WORK ORDER:
Copy every item below line for line, changing nothing.

---------- DATASET EXCERPTS ----------

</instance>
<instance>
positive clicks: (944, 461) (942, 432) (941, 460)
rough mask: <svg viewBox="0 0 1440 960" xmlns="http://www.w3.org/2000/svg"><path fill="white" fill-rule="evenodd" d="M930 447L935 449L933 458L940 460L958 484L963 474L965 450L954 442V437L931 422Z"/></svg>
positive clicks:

----------

RESPONSE TO THIS TASK:
</instance>
<instance>
positive clicks: (944, 461) (942, 432) (941, 460)
rough mask: <svg viewBox="0 0 1440 960" xmlns="http://www.w3.org/2000/svg"><path fill="white" fill-rule="evenodd" d="M930 447L935 449L933 458L940 460L958 484L963 474L965 450L954 442V437L931 422Z"/></svg>
positive clicks:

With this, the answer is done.